■ **WHAT THIS TASK INVOLVES**:
Report every line of the records that includes the word "light".

■ **RECORDS SUPPLIED**:
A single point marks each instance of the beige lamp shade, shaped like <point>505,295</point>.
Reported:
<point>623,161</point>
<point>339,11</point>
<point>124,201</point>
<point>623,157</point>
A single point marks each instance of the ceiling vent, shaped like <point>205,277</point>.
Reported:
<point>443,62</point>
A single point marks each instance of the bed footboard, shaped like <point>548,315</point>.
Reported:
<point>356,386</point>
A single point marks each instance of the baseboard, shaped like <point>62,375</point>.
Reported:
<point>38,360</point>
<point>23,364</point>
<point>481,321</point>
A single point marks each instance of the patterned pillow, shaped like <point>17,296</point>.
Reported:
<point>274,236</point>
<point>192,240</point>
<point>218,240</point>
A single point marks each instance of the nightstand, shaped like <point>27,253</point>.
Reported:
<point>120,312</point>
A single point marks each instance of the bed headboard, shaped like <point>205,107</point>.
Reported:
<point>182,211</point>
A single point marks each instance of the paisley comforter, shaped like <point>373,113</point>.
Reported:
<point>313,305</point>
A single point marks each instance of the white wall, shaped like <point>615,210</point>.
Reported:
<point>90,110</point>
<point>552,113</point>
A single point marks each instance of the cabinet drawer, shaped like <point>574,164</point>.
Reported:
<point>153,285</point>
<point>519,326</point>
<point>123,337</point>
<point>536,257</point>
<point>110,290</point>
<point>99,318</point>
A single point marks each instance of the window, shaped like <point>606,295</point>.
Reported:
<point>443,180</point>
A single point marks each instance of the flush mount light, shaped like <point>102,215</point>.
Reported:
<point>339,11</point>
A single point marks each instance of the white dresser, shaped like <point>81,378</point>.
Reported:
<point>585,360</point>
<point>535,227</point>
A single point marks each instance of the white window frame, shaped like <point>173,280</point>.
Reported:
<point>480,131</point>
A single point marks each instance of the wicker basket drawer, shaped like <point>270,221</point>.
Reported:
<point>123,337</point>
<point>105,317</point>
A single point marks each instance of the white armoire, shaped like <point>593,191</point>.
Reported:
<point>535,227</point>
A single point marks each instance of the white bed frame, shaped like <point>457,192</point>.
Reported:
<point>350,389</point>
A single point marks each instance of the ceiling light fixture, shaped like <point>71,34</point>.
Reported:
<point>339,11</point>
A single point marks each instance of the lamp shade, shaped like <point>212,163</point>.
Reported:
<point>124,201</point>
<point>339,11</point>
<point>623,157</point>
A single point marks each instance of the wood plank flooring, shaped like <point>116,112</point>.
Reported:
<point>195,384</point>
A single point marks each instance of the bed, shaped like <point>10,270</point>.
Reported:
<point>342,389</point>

■ **RESPONSE TO THIS EXERCISE**:
A single point marks each instance of the flush mount light, shaped like <point>102,215</point>.
A single point marks each instance of the ceiling light fixture, shaped like <point>71,34</point>.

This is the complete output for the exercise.